What this task involves
Leaving out each picture, transcribe the lines of the listing below exactly from the first through the line that contains "positive clicks: (40, 149)".

Records for this task
§ §
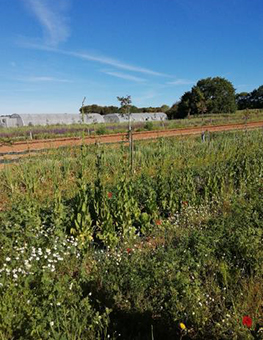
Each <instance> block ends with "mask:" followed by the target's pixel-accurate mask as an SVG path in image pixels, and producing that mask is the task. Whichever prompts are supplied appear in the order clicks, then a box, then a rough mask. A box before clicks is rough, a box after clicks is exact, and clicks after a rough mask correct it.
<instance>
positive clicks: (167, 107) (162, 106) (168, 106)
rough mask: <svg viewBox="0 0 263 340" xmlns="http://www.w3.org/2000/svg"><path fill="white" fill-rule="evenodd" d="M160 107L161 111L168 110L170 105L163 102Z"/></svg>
mask: <svg viewBox="0 0 263 340" xmlns="http://www.w3.org/2000/svg"><path fill="white" fill-rule="evenodd" d="M160 109H161V110H160V112H167V111H168V110H169V109H170V106H168V105H166V104H163V105H162V106H161V108H160Z"/></svg>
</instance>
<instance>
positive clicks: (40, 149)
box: [0, 121, 263, 163]
mask: <svg viewBox="0 0 263 340" xmlns="http://www.w3.org/2000/svg"><path fill="white" fill-rule="evenodd" d="M260 127H263V121H260V122H252V123H247V124H244V123H243V124H227V125H215V126H212V125H210V126H209V125H207V126H202V127H191V128H183V129H182V128H181V129H171V130H155V131H143V132H134V133H133V139H134V140H146V139H156V138H160V137H173V136H184V135H195V134H201V133H202V132H204V131H209V132H218V131H231V130H244V129H255V128H260ZM84 141H85V144H95V143H103V144H104V143H119V142H124V141H127V133H118V134H111V135H102V136H89V137H85V139H84ZM81 144H82V138H79V137H77V138H72V137H71V138H57V139H45V140H35V141H34V140H32V141H23V142H15V143H13V144H10V145H9V144H0V162H1V163H3V162H4V161H5V160H6V161H10V160H14V159H19V158H23V157H27V156H28V155H32V154H34V153H36V152H38V151H41V150H42V151H44V150H48V149H57V148H59V147H65V146H68V147H70V146H78V145H81Z"/></svg>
§ §
Written answer
Each <instance> block ends with "mask:" followed by the target's pixel-accurate mask as an SVG path in image pixels, and producing that mask is the task. Whichever prompts are supplied appear in the order clicks, then a box, then a rough mask. A box before clicks is rough, a box after clicks is exact, and clicks after a rough mask correct it.
<instance>
positive clicks: (167, 107) (162, 106) (168, 106)
rough mask: <svg viewBox="0 0 263 340" xmlns="http://www.w3.org/2000/svg"><path fill="white" fill-rule="evenodd" d="M160 107L161 111L168 110L170 105L163 102Z"/></svg>
mask: <svg viewBox="0 0 263 340" xmlns="http://www.w3.org/2000/svg"><path fill="white" fill-rule="evenodd" d="M160 109H161V110H160V112H167V111H168V110H169V109H170V106H168V105H166V104H163V105H162V106H161V108H160Z"/></svg>
</instance>
<instance>
positive clicks: (40, 149)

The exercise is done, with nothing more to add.